■ YOUR TASK
Which lines in the items below contain the word "ceiling"? Pull out every one of them and copy it.

** begin RECORDS **

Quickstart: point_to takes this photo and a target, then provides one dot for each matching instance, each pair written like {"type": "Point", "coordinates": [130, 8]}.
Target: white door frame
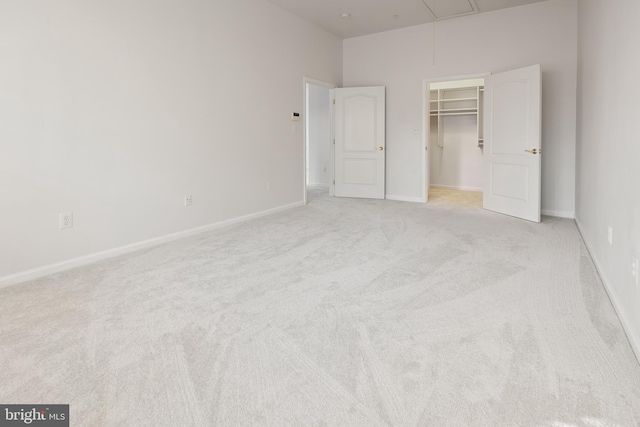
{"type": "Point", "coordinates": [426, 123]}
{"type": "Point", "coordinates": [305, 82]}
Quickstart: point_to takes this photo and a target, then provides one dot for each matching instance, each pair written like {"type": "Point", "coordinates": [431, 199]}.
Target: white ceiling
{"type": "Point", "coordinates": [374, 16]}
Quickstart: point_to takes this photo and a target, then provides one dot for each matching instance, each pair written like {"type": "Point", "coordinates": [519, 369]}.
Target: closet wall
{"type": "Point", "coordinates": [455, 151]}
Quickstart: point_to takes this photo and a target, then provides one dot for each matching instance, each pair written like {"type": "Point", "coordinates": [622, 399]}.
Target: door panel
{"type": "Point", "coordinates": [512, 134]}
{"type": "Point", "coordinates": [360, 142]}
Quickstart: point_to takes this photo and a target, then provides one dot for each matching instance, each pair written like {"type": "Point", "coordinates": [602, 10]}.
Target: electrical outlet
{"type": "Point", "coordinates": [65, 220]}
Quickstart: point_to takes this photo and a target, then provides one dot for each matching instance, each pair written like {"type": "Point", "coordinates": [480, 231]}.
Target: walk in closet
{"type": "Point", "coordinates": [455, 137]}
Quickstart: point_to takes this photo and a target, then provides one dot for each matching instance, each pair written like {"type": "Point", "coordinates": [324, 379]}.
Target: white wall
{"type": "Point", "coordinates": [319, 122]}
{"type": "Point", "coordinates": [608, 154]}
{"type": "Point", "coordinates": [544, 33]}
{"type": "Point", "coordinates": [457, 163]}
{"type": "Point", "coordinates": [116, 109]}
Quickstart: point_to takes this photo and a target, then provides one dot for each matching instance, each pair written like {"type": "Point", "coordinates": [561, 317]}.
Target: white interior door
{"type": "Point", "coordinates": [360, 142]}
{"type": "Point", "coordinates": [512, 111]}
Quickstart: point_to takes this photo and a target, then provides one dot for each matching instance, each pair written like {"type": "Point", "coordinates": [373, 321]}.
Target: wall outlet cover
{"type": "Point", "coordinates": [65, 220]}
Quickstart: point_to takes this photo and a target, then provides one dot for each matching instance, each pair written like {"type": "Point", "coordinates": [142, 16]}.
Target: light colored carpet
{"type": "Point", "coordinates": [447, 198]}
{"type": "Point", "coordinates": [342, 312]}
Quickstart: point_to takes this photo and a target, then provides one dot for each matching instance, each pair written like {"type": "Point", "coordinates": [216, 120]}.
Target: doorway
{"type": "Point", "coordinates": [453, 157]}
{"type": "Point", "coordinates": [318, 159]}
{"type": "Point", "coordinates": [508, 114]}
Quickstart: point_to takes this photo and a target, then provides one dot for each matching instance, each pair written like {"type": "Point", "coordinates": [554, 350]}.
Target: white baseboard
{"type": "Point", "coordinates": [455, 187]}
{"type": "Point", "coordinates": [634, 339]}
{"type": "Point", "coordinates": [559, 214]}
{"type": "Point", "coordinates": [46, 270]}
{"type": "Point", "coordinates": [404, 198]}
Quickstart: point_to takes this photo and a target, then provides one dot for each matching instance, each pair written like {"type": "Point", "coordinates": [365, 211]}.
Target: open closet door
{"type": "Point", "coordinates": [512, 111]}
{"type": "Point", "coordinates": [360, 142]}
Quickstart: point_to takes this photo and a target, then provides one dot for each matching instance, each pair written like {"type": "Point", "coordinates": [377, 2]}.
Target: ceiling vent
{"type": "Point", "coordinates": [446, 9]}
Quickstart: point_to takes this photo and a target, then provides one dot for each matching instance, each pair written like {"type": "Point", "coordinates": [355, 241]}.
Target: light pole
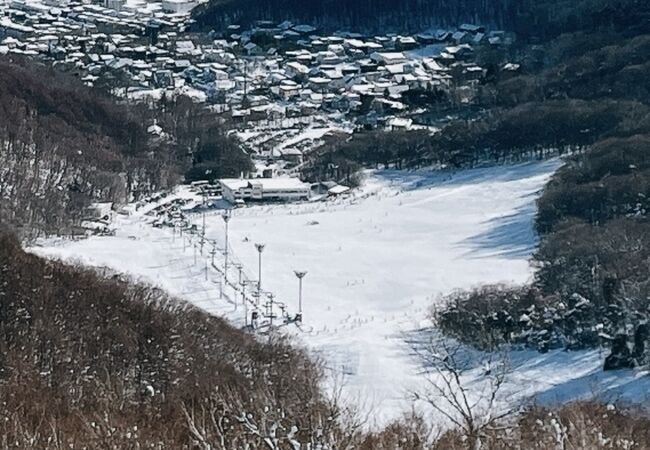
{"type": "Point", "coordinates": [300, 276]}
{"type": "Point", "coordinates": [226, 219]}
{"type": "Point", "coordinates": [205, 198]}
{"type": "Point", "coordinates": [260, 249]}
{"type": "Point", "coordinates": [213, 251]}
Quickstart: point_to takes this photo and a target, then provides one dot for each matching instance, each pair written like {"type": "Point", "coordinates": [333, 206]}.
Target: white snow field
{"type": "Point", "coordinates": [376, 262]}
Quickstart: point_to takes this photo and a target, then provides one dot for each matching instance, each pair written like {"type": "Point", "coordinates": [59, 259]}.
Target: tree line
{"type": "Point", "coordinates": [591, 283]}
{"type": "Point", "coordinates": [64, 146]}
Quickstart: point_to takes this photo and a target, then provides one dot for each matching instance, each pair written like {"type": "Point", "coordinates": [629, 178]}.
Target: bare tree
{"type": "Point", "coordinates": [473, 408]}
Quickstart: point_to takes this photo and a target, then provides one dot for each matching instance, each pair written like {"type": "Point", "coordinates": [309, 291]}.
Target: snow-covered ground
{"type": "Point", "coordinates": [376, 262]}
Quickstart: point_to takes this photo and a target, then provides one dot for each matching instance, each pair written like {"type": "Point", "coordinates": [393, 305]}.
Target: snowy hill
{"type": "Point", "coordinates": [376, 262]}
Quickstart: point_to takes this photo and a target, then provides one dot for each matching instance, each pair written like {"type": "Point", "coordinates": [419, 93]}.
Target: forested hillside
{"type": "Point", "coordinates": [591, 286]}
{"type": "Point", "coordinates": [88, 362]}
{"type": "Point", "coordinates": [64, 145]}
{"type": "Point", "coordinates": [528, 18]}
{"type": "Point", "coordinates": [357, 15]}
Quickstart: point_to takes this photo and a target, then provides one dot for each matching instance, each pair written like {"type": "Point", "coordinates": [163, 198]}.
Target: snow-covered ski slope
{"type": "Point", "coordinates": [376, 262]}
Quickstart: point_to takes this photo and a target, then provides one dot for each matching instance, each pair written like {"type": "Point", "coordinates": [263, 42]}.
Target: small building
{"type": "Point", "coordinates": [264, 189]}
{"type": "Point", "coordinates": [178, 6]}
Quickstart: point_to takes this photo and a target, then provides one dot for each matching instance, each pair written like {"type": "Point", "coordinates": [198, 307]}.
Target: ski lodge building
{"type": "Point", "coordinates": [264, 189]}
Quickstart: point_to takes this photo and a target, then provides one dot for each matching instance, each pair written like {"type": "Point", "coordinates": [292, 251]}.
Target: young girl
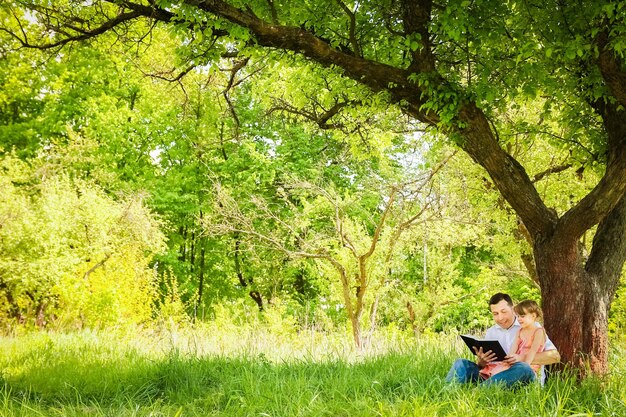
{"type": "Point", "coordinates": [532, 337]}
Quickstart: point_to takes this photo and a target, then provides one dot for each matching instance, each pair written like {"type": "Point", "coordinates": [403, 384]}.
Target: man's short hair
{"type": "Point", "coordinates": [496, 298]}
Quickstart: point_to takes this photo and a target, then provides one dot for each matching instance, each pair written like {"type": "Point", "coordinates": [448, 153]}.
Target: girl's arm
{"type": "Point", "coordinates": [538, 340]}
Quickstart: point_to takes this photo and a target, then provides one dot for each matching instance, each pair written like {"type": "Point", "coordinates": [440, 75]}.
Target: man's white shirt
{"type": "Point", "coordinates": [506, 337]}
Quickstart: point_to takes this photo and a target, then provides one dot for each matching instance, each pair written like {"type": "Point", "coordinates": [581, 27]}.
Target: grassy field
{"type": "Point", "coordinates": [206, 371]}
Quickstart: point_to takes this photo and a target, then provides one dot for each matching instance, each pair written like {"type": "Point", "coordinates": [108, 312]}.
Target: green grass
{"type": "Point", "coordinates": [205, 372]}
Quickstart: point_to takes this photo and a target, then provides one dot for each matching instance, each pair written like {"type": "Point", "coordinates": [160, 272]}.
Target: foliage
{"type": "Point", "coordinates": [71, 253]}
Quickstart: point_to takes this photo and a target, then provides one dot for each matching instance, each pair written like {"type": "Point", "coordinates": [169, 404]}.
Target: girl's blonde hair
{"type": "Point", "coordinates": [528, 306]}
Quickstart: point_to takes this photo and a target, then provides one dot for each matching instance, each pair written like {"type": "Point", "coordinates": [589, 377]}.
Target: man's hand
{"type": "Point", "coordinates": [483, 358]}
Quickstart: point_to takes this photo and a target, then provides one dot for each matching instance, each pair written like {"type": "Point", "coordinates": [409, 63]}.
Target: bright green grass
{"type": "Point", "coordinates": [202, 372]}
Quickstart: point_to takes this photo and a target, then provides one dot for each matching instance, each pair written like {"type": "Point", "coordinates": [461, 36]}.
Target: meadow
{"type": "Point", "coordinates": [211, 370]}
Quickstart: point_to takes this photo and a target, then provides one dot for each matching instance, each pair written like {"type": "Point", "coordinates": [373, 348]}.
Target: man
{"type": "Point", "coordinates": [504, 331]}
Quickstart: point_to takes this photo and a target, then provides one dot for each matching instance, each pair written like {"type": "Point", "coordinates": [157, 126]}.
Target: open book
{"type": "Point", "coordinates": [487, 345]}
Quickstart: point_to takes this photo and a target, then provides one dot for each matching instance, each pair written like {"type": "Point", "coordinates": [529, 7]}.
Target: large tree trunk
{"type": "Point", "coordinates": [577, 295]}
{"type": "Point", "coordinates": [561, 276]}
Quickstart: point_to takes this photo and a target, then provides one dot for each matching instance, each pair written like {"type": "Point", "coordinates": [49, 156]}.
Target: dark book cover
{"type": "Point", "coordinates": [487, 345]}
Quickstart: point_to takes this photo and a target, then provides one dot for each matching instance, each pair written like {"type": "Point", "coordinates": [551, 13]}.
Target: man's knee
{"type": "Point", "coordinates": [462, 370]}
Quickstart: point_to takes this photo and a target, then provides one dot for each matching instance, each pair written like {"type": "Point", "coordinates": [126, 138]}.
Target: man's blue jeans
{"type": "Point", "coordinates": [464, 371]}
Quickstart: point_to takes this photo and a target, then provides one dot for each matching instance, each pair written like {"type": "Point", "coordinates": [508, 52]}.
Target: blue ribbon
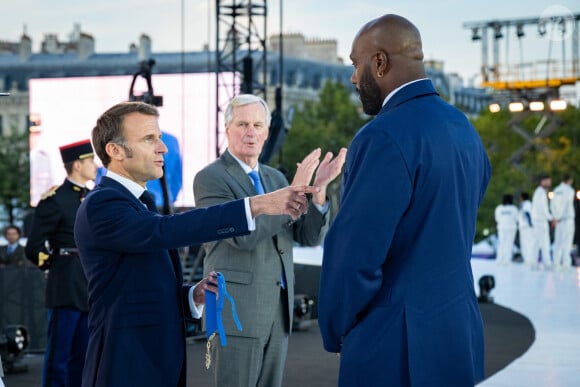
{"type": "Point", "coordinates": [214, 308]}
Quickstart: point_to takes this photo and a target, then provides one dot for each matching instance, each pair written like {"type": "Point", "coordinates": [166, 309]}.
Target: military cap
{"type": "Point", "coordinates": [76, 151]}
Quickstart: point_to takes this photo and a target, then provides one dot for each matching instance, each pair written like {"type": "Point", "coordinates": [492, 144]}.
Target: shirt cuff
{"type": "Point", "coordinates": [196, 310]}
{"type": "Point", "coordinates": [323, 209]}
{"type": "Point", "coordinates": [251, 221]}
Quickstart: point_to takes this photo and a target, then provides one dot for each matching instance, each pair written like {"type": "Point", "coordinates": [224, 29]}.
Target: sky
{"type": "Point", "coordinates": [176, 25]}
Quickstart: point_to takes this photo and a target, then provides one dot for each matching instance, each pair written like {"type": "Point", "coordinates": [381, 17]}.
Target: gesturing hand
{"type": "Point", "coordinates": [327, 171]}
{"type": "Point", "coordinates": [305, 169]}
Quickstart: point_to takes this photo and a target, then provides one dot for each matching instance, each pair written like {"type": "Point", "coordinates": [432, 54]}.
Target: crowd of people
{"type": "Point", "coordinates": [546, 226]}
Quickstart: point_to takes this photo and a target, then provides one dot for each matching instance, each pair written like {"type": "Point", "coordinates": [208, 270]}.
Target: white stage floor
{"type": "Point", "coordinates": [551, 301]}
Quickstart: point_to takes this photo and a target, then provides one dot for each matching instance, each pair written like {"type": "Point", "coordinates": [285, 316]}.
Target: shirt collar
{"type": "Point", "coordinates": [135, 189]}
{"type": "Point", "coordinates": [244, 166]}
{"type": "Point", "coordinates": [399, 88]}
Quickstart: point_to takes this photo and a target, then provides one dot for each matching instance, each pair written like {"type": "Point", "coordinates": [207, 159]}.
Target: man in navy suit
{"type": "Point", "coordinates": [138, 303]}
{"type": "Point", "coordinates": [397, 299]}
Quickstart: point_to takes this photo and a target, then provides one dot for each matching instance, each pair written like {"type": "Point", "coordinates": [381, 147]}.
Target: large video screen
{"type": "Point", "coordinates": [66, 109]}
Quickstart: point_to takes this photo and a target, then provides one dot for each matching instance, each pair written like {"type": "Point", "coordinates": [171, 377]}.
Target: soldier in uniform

** end RECORDS **

■ SOLUTION
Target: white ceiling
Target: ceiling vent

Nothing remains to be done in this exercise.